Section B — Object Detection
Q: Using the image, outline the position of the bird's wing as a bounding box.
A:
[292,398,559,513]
*****
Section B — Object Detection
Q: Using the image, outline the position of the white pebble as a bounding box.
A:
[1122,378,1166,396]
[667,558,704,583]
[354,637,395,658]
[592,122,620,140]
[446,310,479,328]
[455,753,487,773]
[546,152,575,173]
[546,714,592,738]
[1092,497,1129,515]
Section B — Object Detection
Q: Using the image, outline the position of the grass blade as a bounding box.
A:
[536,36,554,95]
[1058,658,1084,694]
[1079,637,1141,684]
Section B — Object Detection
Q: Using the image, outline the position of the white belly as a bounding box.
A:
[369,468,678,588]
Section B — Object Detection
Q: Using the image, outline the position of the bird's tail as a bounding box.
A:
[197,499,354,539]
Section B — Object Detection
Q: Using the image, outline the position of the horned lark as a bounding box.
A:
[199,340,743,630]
*****
Count the lines in the records above that contain the string "white", with case counting, and reply with only the number.

» **Solution below**:
2